| Your instructions |
Will you return, word for word, only the lines from the top of the data below down to and including the one with "mark the white post"?
*** Opening Dataset records ***
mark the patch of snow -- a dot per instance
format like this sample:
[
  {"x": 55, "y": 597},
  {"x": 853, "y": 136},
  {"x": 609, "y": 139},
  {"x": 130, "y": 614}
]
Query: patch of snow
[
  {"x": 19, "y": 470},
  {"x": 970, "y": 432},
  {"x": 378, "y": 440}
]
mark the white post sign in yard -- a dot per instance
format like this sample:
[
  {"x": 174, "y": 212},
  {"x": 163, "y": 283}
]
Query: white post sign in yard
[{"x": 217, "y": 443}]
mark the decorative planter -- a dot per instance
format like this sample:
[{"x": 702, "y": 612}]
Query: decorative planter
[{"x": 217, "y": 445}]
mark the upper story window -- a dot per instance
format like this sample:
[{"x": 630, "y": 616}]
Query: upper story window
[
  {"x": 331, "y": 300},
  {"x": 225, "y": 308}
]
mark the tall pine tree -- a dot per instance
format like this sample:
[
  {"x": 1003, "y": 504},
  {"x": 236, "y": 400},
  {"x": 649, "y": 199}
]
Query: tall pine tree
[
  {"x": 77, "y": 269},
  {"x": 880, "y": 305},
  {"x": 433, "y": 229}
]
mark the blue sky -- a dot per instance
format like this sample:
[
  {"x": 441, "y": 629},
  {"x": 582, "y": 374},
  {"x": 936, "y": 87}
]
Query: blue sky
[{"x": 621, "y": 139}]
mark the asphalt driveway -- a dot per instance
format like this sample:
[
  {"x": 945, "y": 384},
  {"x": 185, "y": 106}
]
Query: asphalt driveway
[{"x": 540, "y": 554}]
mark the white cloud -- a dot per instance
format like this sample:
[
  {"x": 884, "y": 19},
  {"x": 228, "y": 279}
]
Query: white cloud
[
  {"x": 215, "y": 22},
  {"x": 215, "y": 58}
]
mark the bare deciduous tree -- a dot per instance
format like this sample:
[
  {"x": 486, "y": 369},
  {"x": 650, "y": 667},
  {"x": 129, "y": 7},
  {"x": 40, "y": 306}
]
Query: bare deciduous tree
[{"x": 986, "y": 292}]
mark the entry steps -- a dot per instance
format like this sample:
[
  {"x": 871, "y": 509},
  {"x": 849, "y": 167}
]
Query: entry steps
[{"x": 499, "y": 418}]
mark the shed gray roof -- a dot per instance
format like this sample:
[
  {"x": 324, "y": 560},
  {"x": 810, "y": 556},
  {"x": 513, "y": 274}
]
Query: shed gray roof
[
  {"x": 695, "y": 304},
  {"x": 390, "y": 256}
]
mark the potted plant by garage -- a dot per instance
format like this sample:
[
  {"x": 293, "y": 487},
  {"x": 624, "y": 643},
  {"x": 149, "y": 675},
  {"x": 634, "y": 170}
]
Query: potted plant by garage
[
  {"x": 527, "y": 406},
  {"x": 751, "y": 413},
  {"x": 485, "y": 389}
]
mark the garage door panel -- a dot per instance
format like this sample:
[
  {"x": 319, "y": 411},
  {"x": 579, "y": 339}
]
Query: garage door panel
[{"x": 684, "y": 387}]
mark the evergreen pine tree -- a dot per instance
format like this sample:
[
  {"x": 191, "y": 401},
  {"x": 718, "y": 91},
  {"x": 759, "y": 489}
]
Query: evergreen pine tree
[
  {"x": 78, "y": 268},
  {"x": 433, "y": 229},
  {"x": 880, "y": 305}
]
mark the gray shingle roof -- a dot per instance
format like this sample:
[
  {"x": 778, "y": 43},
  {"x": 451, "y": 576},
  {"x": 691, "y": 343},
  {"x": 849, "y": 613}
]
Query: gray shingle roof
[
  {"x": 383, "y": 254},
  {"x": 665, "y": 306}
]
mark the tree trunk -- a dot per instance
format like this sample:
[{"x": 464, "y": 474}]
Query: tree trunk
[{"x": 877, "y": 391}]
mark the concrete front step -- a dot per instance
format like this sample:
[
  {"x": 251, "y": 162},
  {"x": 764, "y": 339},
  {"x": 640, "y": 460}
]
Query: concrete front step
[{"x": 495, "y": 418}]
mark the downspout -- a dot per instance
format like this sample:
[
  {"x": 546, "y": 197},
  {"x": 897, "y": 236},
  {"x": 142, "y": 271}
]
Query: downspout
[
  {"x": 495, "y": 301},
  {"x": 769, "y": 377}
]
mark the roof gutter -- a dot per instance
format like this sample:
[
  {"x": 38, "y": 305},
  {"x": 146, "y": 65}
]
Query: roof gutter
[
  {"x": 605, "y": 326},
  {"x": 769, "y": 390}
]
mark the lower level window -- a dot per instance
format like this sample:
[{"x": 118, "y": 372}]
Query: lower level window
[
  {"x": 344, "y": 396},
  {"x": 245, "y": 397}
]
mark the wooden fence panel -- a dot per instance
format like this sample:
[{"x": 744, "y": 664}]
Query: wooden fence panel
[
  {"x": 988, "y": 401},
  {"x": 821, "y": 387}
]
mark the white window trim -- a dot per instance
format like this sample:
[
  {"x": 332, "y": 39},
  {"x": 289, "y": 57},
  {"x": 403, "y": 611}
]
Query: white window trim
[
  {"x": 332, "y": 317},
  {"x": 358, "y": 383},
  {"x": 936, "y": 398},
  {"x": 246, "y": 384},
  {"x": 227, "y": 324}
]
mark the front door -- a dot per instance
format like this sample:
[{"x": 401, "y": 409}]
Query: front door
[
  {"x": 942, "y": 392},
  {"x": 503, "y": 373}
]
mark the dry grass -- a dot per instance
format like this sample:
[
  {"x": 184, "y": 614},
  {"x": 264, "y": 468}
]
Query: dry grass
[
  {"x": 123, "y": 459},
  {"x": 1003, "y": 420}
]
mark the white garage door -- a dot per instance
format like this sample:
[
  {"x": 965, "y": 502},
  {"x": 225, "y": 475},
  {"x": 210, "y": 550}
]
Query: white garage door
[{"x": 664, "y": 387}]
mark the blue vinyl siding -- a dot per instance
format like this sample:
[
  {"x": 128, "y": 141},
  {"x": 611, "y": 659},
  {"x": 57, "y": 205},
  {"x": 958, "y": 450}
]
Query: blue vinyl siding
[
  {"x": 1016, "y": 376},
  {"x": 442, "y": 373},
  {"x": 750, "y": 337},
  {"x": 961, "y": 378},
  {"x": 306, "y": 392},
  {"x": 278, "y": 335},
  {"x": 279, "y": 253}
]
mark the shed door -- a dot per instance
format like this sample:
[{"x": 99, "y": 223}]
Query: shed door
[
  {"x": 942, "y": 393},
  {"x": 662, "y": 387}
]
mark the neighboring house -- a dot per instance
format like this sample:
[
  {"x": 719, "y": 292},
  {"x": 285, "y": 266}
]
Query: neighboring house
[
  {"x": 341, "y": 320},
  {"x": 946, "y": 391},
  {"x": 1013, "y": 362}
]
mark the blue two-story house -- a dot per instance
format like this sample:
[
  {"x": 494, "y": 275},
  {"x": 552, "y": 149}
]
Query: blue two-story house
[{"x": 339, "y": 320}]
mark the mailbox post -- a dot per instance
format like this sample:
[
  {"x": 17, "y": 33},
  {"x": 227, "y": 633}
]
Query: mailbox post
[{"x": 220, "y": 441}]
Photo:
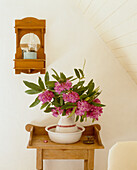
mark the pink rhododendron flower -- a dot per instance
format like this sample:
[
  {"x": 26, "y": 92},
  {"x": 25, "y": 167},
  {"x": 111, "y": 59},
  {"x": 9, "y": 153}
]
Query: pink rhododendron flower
[
  {"x": 46, "y": 96},
  {"x": 95, "y": 111},
  {"x": 57, "y": 111},
  {"x": 67, "y": 85},
  {"x": 83, "y": 106},
  {"x": 68, "y": 111},
  {"x": 59, "y": 87},
  {"x": 71, "y": 97}
]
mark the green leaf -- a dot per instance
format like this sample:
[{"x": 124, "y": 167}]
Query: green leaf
[
  {"x": 81, "y": 90},
  {"x": 33, "y": 86},
  {"x": 77, "y": 118},
  {"x": 73, "y": 112},
  {"x": 50, "y": 84},
  {"x": 98, "y": 104},
  {"x": 64, "y": 113},
  {"x": 55, "y": 103},
  {"x": 63, "y": 77},
  {"x": 81, "y": 119},
  {"x": 41, "y": 83},
  {"x": 44, "y": 105},
  {"x": 46, "y": 77},
  {"x": 67, "y": 107},
  {"x": 93, "y": 120},
  {"x": 80, "y": 83},
  {"x": 61, "y": 101},
  {"x": 55, "y": 73},
  {"x": 90, "y": 82},
  {"x": 83, "y": 96},
  {"x": 77, "y": 73},
  {"x": 49, "y": 109},
  {"x": 74, "y": 79},
  {"x": 87, "y": 98},
  {"x": 68, "y": 104},
  {"x": 91, "y": 87},
  {"x": 81, "y": 71},
  {"x": 68, "y": 78},
  {"x": 36, "y": 102},
  {"x": 32, "y": 92}
]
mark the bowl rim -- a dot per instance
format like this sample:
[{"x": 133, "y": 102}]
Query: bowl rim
[{"x": 54, "y": 125}]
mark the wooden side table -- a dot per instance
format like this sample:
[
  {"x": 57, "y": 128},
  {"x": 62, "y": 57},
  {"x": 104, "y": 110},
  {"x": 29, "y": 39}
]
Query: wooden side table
[{"x": 51, "y": 150}]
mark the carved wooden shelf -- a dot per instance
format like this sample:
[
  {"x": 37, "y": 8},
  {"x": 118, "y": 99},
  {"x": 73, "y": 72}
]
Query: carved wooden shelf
[{"x": 23, "y": 27}]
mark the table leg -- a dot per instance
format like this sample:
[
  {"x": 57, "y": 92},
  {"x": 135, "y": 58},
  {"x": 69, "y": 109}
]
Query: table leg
[
  {"x": 85, "y": 164},
  {"x": 39, "y": 163},
  {"x": 91, "y": 159}
]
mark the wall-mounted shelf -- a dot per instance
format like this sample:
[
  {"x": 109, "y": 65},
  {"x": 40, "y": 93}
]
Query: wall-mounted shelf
[{"x": 27, "y": 28}]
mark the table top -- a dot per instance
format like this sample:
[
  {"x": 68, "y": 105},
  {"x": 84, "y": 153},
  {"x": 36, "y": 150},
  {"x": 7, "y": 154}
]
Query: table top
[{"x": 38, "y": 136}]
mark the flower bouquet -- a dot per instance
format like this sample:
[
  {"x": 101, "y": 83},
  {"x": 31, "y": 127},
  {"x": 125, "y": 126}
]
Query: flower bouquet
[
  {"x": 64, "y": 97},
  {"x": 69, "y": 100}
]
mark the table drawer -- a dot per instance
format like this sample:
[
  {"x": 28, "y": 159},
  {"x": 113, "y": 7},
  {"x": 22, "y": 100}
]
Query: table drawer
[{"x": 65, "y": 154}]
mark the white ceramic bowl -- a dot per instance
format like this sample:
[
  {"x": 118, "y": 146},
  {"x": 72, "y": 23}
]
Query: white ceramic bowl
[{"x": 64, "y": 137}]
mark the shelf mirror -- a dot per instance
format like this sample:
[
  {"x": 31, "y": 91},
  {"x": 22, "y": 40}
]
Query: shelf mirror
[{"x": 30, "y": 44}]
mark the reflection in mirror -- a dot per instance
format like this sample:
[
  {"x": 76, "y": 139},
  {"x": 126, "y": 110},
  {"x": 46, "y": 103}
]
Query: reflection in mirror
[{"x": 30, "y": 44}]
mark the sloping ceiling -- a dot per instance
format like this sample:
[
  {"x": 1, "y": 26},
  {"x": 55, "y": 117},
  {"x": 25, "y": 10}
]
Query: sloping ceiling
[{"x": 116, "y": 23}]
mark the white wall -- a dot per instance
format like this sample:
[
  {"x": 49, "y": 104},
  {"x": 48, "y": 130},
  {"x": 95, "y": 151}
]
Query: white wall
[{"x": 69, "y": 40}]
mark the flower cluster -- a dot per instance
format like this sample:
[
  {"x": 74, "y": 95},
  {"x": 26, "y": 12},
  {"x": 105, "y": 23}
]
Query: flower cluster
[
  {"x": 58, "y": 111},
  {"x": 91, "y": 111},
  {"x": 59, "y": 87},
  {"x": 71, "y": 97},
  {"x": 46, "y": 96}
]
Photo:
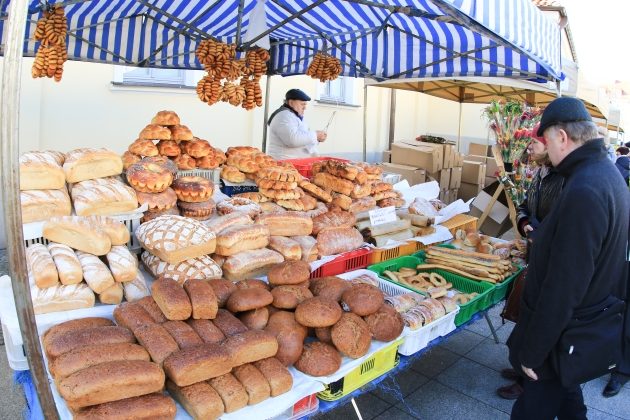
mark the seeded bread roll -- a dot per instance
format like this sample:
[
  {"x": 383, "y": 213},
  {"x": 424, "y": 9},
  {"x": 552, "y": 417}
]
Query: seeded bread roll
[{"x": 172, "y": 299}]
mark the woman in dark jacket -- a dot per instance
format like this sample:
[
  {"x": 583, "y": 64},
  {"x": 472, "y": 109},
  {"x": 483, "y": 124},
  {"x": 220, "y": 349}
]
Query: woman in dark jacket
[{"x": 541, "y": 196}]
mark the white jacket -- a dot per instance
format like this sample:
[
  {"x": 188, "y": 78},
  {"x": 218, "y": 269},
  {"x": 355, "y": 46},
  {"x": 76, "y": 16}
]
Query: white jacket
[{"x": 290, "y": 138}]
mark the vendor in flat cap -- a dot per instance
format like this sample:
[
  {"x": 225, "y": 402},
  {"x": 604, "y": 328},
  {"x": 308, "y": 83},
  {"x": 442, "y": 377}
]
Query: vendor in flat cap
[{"x": 289, "y": 136}]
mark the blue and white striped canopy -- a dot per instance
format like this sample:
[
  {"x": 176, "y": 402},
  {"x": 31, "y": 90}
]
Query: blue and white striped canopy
[{"x": 381, "y": 39}]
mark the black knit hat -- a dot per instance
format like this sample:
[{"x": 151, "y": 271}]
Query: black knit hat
[
  {"x": 297, "y": 94},
  {"x": 563, "y": 110}
]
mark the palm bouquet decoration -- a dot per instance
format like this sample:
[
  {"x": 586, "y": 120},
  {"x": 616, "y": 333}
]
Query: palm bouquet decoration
[{"x": 512, "y": 122}]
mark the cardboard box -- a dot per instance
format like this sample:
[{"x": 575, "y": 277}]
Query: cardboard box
[
  {"x": 412, "y": 174},
  {"x": 443, "y": 178},
  {"x": 456, "y": 178},
  {"x": 498, "y": 220},
  {"x": 467, "y": 191},
  {"x": 474, "y": 172},
  {"x": 419, "y": 155}
]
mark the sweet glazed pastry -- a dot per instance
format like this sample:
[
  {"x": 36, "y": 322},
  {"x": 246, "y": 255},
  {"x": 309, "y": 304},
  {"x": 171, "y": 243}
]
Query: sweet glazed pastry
[
  {"x": 165, "y": 118},
  {"x": 168, "y": 148},
  {"x": 155, "y": 132},
  {"x": 193, "y": 189},
  {"x": 143, "y": 147},
  {"x": 180, "y": 133},
  {"x": 149, "y": 177},
  {"x": 200, "y": 210},
  {"x": 158, "y": 201},
  {"x": 185, "y": 162}
]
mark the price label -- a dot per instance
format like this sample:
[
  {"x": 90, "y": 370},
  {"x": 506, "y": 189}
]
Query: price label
[{"x": 384, "y": 215}]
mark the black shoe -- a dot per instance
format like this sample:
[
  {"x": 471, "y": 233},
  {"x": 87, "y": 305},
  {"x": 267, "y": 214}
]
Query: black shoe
[
  {"x": 510, "y": 374},
  {"x": 614, "y": 385}
]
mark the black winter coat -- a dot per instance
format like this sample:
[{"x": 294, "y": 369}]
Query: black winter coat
[{"x": 578, "y": 258}]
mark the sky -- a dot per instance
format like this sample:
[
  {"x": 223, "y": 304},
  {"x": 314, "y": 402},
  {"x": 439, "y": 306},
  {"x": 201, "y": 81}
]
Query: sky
[{"x": 600, "y": 33}]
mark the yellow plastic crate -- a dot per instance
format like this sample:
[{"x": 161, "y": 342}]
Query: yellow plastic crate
[
  {"x": 461, "y": 221},
  {"x": 379, "y": 363}
]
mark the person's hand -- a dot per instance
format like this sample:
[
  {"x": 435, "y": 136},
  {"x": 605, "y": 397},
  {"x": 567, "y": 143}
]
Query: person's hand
[{"x": 530, "y": 373}]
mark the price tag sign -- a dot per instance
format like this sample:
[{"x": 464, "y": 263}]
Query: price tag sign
[{"x": 384, "y": 215}]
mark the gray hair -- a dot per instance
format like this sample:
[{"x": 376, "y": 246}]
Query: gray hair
[{"x": 578, "y": 131}]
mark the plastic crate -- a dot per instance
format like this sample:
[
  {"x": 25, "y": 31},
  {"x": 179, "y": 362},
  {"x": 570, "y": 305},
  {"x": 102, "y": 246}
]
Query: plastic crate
[
  {"x": 305, "y": 166},
  {"x": 348, "y": 261},
  {"x": 461, "y": 221},
  {"x": 378, "y": 364},
  {"x": 466, "y": 311}
]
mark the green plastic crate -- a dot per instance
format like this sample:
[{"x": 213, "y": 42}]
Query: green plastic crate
[{"x": 466, "y": 311}]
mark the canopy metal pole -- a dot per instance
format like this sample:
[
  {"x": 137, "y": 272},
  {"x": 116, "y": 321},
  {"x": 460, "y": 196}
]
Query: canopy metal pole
[
  {"x": 267, "y": 90},
  {"x": 9, "y": 139}
]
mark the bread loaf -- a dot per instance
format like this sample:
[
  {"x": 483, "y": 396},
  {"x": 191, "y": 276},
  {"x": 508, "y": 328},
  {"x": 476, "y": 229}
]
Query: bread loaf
[
  {"x": 84, "y": 357},
  {"x": 277, "y": 375},
  {"x": 206, "y": 330},
  {"x": 103, "y": 196},
  {"x": 196, "y": 364},
  {"x": 152, "y": 308},
  {"x": 250, "y": 346},
  {"x": 201, "y": 268},
  {"x": 174, "y": 239},
  {"x": 136, "y": 289},
  {"x": 41, "y": 266},
  {"x": 111, "y": 381},
  {"x": 247, "y": 299},
  {"x": 338, "y": 240},
  {"x": 289, "y": 248},
  {"x": 94, "y": 336},
  {"x": 228, "y": 323},
  {"x": 40, "y": 171},
  {"x": 78, "y": 233},
  {"x": 250, "y": 263},
  {"x": 112, "y": 295},
  {"x": 150, "y": 406},
  {"x": 157, "y": 341},
  {"x": 241, "y": 238},
  {"x": 61, "y": 298},
  {"x": 254, "y": 383},
  {"x": 82, "y": 164},
  {"x": 202, "y": 298},
  {"x": 200, "y": 400},
  {"x": 74, "y": 325},
  {"x": 172, "y": 299},
  {"x": 40, "y": 205},
  {"x": 183, "y": 334},
  {"x": 132, "y": 315},
  {"x": 231, "y": 391},
  {"x": 67, "y": 263},
  {"x": 286, "y": 224},
  {"x": 95, "y": 272},
  {"x": 123, "y": 265}
]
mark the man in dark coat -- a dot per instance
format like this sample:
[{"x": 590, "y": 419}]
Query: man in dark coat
[{"x": 578, "y": 259}]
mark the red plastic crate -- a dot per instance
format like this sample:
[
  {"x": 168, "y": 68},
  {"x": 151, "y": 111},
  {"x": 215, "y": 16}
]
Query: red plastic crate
[
  {"x": 304, "y": 166},
  {"x": 348, "y": 261}
]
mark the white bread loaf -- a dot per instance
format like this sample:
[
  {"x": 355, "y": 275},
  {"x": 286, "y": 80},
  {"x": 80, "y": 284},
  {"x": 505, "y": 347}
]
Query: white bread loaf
[
  {"x": 112, "y": 295},
  {"x": 136, "y": 289},
  {"x": 174, "y": 239},
  {"x": 103, "y": 196},
  {"x": 41, "y": 266},
  {"x": 201, "y": 268},
  {"x": 95, "y": 272},
  {"x": 78, "y": 233},
  {"x": 82, "y": 164},
  {"x": 41, "y": 171},
  {"x": 67, "y": 263},
  {"x": 40, "y": 205},
  {"x": 61, "y": 298},
  {"x": 122, "y": 263}
]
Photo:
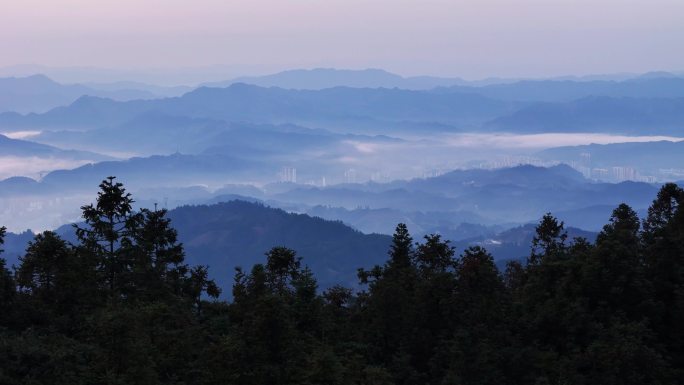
*** Closing Dataset records ***
| Result for this exercise |
mark the patch of snow -- a dot per instance
format like this sample:
[
  {"x": 55, "y": 597},
  {"x": 853, "y": 136},
  {"x": 609, "y": 139},
  {"x": 130, "y": 614}
]
Query: patch of snow
[
  {"x": 19, "y": 470},
  {"x": 970, "y": 432},
  {"x": 378, "y": 440}
]
mark the white post sign in yard -- a dot per instance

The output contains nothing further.